Excerpt provided
Re: [PATCH v14 13/13] x86/mm: only invalidate final translations with INVLPGB
From: Dave Hansen
Date: Mon Mar 03 2025 - 17:40:56 EST
On 2/25/25 19:00, Rik van Riel wrote:
> static inline void __invlpgb_flush_user_nr_nosync(unsigned long pcid,
> unsigned long addr,
> u16 nr,
> - bool pmd_stride)
> + bool pmd_stride,
> + bool freed_tables)
> {
> - __invlpgb(0, pcid, addr, nr, pmd_stride, INVLPGB_PCID | INVLPGB_VA);
> + u8 flags = INVLPGB_PCID | INVLPGB_VA;
> +
> + if (!freed_tables)
> + flags |= INVLPGB_FINAL_ONLY;
> +
> + __invlpgb(0, pcid, addr, nr, pmd_stride, flags);
> }
I'm not sure this is OK.
Think of a hugetlbfs mapping with shared page tables. Say you had a
1GB-sized and 1GB-aligned mapping. It might zap the one PUD that it
needs, set tlb->cleared_puds=1 but it never sets ->freed_tables because
it didn't actually free the shared page table page.
I'd honestly just throw this patch out of the series for now. All of the
other TLB invalidation that the kernel does implicitly toss out the
mid-level paging structure caches.

Problem set
1 > What size and alignment does the reply give for the hugetlbfs mapping in its example?
2 > Copy out the reply word for word, starting with "Re: [PATCH v14" and going on through "- bool pmd_stride)".

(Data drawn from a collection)
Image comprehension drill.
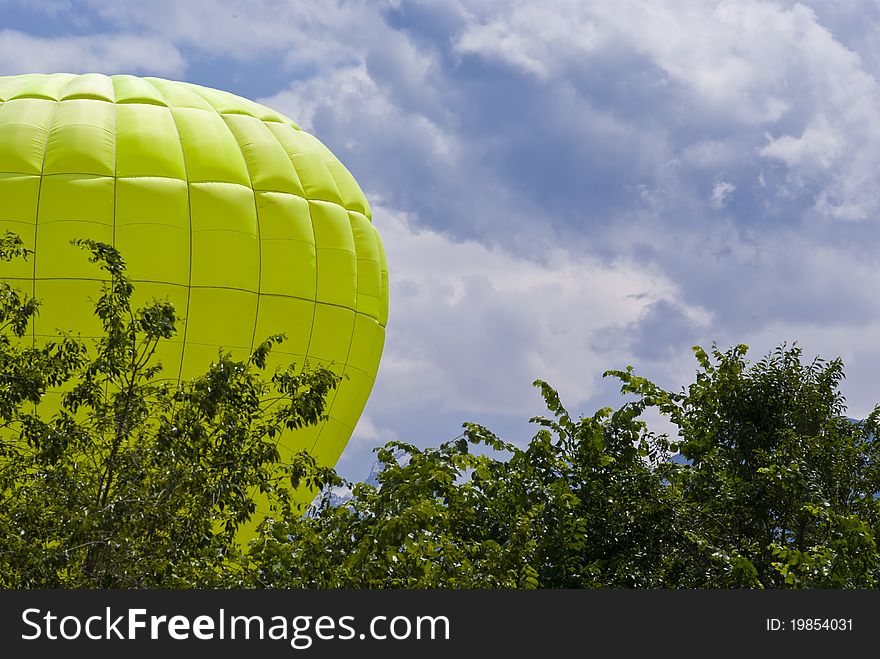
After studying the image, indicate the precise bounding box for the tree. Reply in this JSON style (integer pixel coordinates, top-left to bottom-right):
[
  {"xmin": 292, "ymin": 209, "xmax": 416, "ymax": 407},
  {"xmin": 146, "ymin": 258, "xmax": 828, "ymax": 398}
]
[
  {"xmin": 0, "ymin": 234, "xmax": 880, "ymax": 588},
  {"xmin": 613, "ymin": 344, "xmax": 880, "ymax": 588},
  {"xmin": 0, "ymin": 233, "xmax": 339, "ymax": 587},
  {"xmin": 244, "ymin": 381, "xmax": 700, "ymax": 588},
  {"xmin": 250, "ymin": 345, "xmax": 880, "ymax": 588}
]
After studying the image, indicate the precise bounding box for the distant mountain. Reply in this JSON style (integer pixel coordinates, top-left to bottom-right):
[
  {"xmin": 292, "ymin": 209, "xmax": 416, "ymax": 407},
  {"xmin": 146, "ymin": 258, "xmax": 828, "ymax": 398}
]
[{"xmin": 306, "ymin": 451, "xmax": 408, "ymax": 516}]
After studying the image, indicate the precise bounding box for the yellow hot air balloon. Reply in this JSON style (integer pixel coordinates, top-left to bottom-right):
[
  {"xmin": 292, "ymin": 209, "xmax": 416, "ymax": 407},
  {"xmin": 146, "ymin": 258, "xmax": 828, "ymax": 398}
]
[{"xmin": 0, "ymin": 73, "xmax": 388, "ymax": 506}]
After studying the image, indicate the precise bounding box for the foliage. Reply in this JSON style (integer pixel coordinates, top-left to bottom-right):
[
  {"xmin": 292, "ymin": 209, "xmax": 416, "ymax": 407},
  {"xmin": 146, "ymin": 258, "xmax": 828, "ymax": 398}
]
[
  {"xmin": 0, "ymin": 235, "xmax": 339, "ymax": 587},
  {"xmin": 0, "ymin": 234, "xmax": 880, "ymax": 588},
  {"xmin": 251, "ymin": 345, "xmax": 880, "ymax": 588}
]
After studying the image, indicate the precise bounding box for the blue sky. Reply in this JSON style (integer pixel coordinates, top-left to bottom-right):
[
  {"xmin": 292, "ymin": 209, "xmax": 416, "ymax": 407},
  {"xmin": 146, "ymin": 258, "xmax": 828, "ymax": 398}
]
[{"xmin": 6, "ymin": 0, "xmax": 880, "ymax": 479}]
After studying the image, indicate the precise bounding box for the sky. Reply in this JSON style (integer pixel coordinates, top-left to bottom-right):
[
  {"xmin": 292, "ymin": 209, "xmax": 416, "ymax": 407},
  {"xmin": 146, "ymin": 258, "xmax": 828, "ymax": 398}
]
[{"xmin": 0, "ymin": 0, "xmax": 880, "ymax": 480}]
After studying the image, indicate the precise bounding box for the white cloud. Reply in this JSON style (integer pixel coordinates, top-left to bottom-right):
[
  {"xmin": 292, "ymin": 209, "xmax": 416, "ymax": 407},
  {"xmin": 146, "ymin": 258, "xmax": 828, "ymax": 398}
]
[
  {"xmin": 456, "ymin": 0, "xmax": 880, "ymax": 219},
  {"xmin": 374, "ymin": 206, "xmax": 705, "ymax": 415},
  {"xmin": 709, "ymin": 181, "xmax": 736, "ymax": 210},
  {"xmin": 0, "ymin": 30, "xmax": 184, "ymax": 76}
]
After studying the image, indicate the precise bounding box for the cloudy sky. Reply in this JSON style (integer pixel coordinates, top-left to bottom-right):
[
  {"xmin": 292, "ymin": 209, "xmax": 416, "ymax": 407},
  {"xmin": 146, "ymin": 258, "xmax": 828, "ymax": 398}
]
[{"xmin": 0, "ymin": 0, "xmax": 880, "ymax": 479}]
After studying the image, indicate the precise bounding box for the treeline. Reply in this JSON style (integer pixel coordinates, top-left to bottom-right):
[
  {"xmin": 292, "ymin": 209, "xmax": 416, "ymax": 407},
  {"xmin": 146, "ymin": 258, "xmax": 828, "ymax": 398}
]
[{"xmin": 0, "ymin": 234, "xmax": 880, "ymax": 588}]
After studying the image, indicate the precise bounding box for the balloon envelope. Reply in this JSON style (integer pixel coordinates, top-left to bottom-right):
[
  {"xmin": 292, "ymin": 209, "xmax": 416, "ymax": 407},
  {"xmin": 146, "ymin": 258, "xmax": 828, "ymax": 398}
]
[{"xmin": 0, "ymin": 74, "xmax": 388, "ymax": 506}]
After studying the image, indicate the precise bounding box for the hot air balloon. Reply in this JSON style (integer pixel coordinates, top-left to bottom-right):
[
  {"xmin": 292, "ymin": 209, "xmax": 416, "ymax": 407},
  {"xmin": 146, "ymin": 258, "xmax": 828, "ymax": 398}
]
[{"xmin": 0, "ymin": 74, "xmax": 388, "ymax": 506}]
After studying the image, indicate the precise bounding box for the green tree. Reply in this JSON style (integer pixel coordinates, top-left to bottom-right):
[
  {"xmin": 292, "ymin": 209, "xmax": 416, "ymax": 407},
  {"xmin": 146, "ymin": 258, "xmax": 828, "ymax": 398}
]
[
  {"xmin": 244, "ymin": 381, "xmax": 701, "ymax": 588},
  {"xmin": 0, "ymin": 234, "xmax": 339, "ymax": 587},
  {"xmin": 613, "ymin": 344, "xmax": 880, "ymax": 588},
  {"xmin": 250, "ymin": 346, "xmax": 880, "ymax": 588},
  {"xmin": 0, "ymin": 234, "xmax": 880, "ymax": 588}
]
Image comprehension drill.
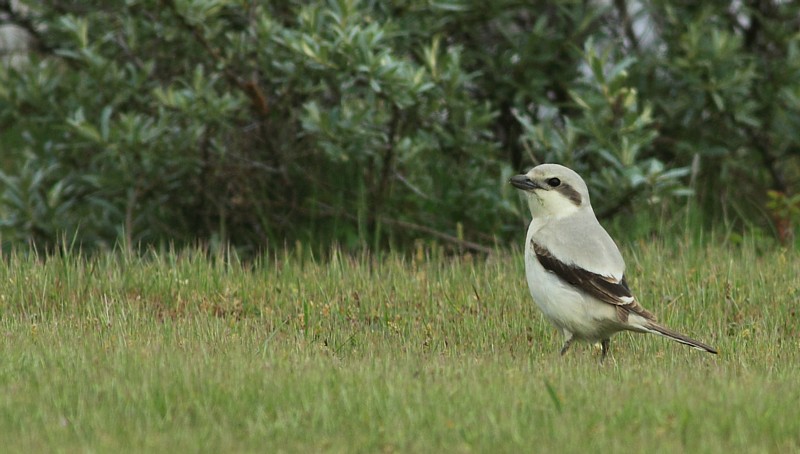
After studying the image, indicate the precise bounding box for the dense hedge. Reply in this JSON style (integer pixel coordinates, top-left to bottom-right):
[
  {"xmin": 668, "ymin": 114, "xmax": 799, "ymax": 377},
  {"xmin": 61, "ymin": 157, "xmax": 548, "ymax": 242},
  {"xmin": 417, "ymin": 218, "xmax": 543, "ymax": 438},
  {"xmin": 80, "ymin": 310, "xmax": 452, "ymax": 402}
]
[{"xmin": 0, "ymin": 0, "xmax": 800, "ymax": 249}]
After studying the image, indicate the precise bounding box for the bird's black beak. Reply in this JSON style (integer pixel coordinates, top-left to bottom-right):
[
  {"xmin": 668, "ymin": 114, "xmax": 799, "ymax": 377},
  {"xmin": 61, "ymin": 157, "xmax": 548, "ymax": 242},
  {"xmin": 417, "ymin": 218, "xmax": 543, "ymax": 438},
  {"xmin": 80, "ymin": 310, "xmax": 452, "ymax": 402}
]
[{"xmin": 508, "ymin": 175, "xmax": 540, "ymax": 191}]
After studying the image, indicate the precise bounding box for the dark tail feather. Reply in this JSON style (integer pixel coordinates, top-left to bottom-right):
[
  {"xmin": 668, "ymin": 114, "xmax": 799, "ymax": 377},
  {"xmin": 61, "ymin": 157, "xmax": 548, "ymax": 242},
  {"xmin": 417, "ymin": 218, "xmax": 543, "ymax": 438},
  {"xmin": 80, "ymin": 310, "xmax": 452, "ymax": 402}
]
[{"xmin": 647, "ymin": 322, "xmax": 717, "ymax": 355}]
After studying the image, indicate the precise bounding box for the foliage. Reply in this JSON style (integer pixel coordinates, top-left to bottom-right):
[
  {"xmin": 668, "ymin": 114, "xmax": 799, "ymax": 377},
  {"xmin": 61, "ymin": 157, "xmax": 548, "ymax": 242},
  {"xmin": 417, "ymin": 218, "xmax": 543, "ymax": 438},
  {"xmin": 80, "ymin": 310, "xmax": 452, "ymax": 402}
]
[
  {"xmin": 0, "ymin": 238, "xmax": 800, "ymax": 452},
  {"xmin": 0, "ymin": 0, "xmax": 800, "ymax": 251}
]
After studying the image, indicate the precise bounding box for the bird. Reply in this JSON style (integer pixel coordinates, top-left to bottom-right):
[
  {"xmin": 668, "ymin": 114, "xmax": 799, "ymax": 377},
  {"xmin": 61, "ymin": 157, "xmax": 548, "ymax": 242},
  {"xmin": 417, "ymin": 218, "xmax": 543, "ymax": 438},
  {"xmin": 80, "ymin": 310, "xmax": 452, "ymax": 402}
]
[{"xmin": 509, "ymin": 164, "xmax": 717, "ymax": 363}]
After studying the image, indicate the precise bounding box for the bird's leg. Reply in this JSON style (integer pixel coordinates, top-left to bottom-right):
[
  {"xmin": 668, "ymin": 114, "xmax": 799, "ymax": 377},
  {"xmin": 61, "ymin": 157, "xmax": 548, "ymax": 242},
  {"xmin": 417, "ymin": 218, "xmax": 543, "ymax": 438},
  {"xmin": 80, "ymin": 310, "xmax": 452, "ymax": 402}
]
[
  {"xmin": 600, "ymin": 338, "xmax": 611, "ymax": 364},
  {"xmin": 561, "ymin": 334, "xmax": 574, "ymax": 356}
]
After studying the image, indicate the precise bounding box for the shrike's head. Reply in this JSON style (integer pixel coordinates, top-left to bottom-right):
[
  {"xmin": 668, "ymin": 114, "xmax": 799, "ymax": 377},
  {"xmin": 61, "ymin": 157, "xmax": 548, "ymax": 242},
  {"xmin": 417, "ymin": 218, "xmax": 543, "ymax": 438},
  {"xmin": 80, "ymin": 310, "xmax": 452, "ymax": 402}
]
[{"xmin": 509, "ymin": 164, "xmax": 592, "ymax": 218}]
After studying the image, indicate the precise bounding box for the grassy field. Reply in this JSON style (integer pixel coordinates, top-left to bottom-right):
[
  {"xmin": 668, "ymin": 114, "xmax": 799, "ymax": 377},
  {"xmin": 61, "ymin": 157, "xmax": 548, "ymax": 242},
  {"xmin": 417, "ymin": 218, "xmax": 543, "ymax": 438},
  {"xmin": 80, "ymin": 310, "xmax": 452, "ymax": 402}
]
[{"xmin": 0, "ymin": 241, "xmax": 800, "ymax": 452}]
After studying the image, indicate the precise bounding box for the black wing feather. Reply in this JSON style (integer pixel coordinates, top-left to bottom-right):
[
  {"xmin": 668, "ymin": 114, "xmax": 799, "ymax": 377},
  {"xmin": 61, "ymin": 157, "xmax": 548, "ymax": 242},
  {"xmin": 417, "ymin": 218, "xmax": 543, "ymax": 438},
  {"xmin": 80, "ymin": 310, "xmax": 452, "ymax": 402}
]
[{"xmin": 531, "ymin": 241, "xmax": 655, "ymax": 320}]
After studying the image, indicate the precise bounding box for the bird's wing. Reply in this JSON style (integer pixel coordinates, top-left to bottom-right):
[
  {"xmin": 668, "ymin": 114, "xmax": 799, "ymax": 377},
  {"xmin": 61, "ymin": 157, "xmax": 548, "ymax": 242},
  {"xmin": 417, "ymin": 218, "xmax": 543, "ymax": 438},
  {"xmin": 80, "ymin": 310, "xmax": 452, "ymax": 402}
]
[{"xmin": 531, "ymin": 240, "xmax": 654, "ymax": 319}]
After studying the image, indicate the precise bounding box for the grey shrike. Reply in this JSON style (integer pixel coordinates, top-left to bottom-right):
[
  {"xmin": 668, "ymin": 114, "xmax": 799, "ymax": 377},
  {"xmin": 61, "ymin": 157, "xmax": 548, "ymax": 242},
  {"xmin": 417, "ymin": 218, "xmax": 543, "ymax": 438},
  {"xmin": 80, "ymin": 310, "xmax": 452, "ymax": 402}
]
[{"xmin": 510, "ymin": 164, "xmax": 717, "ymax": 362}]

Task-by-task outputs
1 > 1GB-sized and 1GB-aligned.

2 >
Re: [PATCH v14 13/13] x86/mm: only invalidate final translations with INVLPGB
From: Dave Hansen
Date: Mon Mar 03 2025 - 17:40:56 EST
On 2/25/25 19:00, Rik van Riel wrote:
> static inline void __invlpgb_flush_user_nr_nosync(unsigned long pcid,
> unsigned long addr,
> u16 nr,
> - bool pmd_stride)